### Assignment
Once you reach the line containing "Target: reflection of sunlit trees" in the data below, restate each line word for word up to and including the one containing "sample: <point>1079,650</point>".

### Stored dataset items
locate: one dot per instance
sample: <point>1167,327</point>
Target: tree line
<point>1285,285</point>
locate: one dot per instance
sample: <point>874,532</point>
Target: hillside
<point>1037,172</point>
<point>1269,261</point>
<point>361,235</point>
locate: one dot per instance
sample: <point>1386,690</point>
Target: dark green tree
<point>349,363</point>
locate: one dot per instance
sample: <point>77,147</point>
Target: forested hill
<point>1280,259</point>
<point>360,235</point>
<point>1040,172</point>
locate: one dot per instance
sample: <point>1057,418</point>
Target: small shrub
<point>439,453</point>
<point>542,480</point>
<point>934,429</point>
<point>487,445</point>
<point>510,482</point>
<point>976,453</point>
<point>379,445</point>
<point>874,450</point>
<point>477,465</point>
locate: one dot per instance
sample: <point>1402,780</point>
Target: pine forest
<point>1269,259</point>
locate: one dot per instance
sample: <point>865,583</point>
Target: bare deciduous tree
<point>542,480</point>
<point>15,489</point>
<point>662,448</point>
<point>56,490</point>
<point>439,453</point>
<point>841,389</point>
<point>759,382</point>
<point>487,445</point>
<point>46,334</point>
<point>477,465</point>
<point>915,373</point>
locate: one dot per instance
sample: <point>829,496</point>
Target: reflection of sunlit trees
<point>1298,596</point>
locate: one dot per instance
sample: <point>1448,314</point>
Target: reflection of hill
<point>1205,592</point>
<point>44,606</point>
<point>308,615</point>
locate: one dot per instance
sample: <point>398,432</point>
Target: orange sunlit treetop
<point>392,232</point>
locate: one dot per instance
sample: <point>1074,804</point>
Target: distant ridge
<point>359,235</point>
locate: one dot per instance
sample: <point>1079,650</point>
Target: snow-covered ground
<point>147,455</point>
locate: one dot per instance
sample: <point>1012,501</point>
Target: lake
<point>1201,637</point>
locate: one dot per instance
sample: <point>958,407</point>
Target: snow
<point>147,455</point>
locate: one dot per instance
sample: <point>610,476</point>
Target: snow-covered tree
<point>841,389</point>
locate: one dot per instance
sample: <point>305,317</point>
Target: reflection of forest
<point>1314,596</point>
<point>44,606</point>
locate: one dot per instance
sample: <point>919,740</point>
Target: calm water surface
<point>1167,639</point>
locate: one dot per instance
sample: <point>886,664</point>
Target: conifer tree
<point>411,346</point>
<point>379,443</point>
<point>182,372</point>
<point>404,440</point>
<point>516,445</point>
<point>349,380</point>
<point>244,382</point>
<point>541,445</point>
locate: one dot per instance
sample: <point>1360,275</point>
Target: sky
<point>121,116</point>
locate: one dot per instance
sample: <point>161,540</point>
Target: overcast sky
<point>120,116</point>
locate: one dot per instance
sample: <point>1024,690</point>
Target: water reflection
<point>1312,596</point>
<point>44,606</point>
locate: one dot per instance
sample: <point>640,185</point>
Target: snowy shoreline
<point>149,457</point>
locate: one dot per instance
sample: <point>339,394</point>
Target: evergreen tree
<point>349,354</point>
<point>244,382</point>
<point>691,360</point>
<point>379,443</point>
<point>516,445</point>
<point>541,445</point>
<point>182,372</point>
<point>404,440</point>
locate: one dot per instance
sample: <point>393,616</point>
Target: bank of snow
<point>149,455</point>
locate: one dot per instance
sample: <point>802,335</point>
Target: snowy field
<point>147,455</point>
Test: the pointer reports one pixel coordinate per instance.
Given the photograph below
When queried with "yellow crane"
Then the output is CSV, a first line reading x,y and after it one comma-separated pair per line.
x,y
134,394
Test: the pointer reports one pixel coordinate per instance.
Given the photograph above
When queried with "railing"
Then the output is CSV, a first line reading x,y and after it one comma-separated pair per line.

### Worked solution
Target: reflection of sunlit trees
<point>1298,596</point>
locate: one dot per instance
sample: <point>1448,314</point>
Target: reflection of hill
<point>1205,592</point>
<point>44,606</point>
<point>308,615</point>
locate: one dot per instance
sample: <point>398,432</point>
Target: orange sunlit treetop
<point>392,232</point>
locate: one dot per instance
sample: <point>1074,804</point>
Target: distant ridge
<point>359,235</point>
locate: one dot per instance
sample: <point>1079,650</point>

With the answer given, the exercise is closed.